> _TESTO DA LEGGERE_:

Nella crescita dell’export alimentare giocano un ruolo sempre più importante le esportazioni di cibi e bevande Made in Italy nei Paesi extra Ue, con un boom nella prima metà del 2013.
E’ nota la crescente dipendenza dell’agroalimentare italiano dall’export, che tiene in piedi un settore che altrimenti crollerebbe per via del continuo calo dei consumi interni (unica eccezione il biologico, che continua a crescere). Le esportazioni agroalimentari sono andate aumentando di anno in anno, con record a 30 miliardi di fatturato nel 2011, crescita ulteriore a 31 miliardi nel 2012, e un ottimo inizio del 2013.

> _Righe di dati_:
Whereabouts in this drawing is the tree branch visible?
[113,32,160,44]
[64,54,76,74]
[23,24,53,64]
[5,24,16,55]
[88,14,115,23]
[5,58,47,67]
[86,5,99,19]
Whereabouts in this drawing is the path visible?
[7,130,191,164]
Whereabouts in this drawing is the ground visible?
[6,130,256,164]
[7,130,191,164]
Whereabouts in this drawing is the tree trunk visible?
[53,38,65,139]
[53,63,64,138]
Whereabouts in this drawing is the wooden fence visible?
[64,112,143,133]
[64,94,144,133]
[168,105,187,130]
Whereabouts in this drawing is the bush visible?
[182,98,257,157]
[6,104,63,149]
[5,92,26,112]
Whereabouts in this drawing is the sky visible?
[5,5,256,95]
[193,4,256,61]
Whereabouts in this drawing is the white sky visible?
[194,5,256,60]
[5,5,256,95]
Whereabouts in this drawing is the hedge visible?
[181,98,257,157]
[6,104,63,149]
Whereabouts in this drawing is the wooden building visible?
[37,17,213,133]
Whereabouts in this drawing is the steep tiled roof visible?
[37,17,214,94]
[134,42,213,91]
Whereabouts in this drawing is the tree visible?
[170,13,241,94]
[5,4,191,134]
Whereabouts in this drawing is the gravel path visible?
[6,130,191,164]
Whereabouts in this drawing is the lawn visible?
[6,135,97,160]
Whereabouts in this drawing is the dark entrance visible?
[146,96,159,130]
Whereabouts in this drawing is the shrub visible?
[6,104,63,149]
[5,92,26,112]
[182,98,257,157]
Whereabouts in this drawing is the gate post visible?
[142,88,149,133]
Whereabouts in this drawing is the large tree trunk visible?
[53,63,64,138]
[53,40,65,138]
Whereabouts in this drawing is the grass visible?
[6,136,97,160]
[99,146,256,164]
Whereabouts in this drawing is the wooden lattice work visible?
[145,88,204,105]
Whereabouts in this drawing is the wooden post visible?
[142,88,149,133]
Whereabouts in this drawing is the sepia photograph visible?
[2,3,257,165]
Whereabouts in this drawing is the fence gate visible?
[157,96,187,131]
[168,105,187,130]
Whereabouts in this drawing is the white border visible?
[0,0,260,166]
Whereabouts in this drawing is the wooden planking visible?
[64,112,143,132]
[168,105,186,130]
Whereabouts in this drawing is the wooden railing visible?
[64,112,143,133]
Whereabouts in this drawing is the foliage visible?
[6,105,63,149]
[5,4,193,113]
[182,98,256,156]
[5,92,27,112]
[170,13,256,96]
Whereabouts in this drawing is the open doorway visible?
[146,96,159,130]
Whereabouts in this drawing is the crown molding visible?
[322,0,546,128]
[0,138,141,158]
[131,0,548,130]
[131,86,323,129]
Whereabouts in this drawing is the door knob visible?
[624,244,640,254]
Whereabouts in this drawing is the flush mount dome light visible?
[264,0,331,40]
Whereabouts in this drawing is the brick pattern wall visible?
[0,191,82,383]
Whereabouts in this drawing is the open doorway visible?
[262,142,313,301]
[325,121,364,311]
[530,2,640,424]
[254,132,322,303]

> _ATTIVITÀ_:
Riprendi il testo sulle esportazioni agroalimentari italiane e proseguilo dopo la sua ultima frase.

> _RISPOSTA AL PROBLEMA_:
La crescita dell’export alimentare poggia sempre di più sull’apertura di nuovi mercati al di fuori dell’Unione Europea, e in particolare sulla continua crescita dei mercati asiatici. Secondo i dati Istat (nelle elaborazioni di Coldiretti e Cia) le esportazioni di cibi e bevande italiani nei Paesi extra Ue nei primi cinque mesi del 2013 sono cresciute dell’11,6%, per un totale che arriva oggi a 1/3 del fatturato complessivo dell’export, e in Cina si parla – per la prima metà del 2013 – di un +65,3% nell’esportazione di Made in Italy alimentare fresco e +22,9% per il Made in Italy alimentare trasformato (vino, pasta, olio, formaggi). Con la speranza che per il vino – il prodotto più esportato – non si concretizzino le recenti minacce cinesi di nuovi dazi.
Oltre al caso della Cina e dei nuovi mercati asiatici, sono da segnalare il +33,8% dei vini italiani in Russia, e per spaghetti, rigatoni, tagliatelle e tortellini un +127% in Russia e un +61% negli Stati Uniti. Interessanti poi due dati: il +94,5% dell’export alimentare dal Lazio verso il Giappone nel primo semestre 2del 013, e nello stesso periodo il +121,4% dell’export alimentare della Liguria verso i paesi Opec.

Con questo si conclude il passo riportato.